(WHAT TO DO): Repeat the entire listing exactly.

● ● ● ● ● ● ●

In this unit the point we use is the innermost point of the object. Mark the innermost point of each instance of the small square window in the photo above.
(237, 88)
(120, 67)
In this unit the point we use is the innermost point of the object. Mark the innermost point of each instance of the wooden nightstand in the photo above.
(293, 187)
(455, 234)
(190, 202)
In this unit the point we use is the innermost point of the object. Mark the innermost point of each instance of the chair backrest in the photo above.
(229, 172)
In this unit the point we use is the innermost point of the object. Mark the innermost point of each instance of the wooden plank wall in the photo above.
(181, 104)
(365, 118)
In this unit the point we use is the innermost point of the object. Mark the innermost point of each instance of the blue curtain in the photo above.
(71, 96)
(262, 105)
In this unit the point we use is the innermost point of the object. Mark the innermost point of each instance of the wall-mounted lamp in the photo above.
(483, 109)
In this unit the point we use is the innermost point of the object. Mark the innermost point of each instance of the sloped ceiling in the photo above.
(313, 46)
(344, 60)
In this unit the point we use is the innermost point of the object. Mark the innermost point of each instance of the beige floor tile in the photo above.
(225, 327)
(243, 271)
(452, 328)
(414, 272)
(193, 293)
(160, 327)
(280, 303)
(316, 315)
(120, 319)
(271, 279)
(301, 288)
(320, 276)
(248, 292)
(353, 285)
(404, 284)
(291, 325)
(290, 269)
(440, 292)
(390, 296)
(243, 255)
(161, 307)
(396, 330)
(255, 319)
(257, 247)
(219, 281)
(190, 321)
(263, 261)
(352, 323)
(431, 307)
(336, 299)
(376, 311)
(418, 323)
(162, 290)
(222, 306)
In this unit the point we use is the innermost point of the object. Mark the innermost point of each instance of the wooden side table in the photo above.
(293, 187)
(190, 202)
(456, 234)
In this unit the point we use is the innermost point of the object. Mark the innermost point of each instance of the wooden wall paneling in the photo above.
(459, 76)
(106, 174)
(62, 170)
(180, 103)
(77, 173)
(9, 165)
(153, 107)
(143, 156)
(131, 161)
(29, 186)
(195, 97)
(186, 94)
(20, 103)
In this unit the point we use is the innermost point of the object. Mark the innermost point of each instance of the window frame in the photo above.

● ● ● ● ● ● ●

(FULL OUTPUT):
In this unit the point we use is the innermost point of the object. Mark the innermost point of each instance of the small square window in the photo above.
(237, 88)
(120, 67)
In this unit the point we use is the innermost point of the object. Mark the innermost point of each instance of the wooden nightstand in the photo above.
(293, 187)
(455, 234)
(190, 202)
In this unit the point we use is the innermost point of the object. Mark the innermost point of each instance of the chair backrest in the photo above.
(229, 172)
In this unit the point we use is the innermost point of the object. Mark the innermost point of each instance of the wooden plank wall in the photo above.
(181, 104)
(365, 118)
In this unit the point we use is the innermost point of the object. Mark the innermost point of each instance of the blue curtain in the photo above.
(71, 96)
(262, 105)
In this unit the point we use is the innermost point of the object. Mark the innermost point of each instance of the wall-mounted lamp in the photo above.
(483, 109)
In this unit the point we use is the innermost point of the object. Mark the innermost point of each instance of the sloped ceiling in the photo above.
(313, 46)
(344, 60)
In this unit the point we use is the innermost point of the object. Mark the innermost point of each instance of the beige floor tile in the photo above.
(225, 327)
(243, 271)
(452, 328)
(414, 272)
(193, 293)
(160, 327)
(280, 303)
(316, 315)
(120, 319)
(271, 279)
(301, 288)
(320, 276)
(248, 292)
(353, 285)
(404, 284)
(291, 325)
(290, 269)
(440, 292)
(390, 296)
(243, 255)
(161, 307)
(396, 330)
(255, 319)
(257, 247)
(219, 281)
(190, 321)
(263, 261)
(352, 323)
(431, 307)
(336, 299)
(376, 311)
(418, 323)
(162, 290)
(222, 306)
In this unit the point we use is the innermost point of the object. Mark the innermost point of each instance of the wooden side table in the photo above.
(293, 187)
(190, 202)
(456, 234)
In this unit the point we use is the innermost point of the object. Mark the innermost point of each instance of the wooden wall paneling in the photo above.
(459, 76)
(106, 174)
(62, 170)
(180, 103)
(77, 173)
(9, 165)
(153, 107)
(143, 156)
(131, 161)
(29, 186)
(195, 97)
(186, 94)
(20, 103)
In this unit the point we use is the innermost point of the object. Mark the innermost point of each instance of the window frame in the photo above.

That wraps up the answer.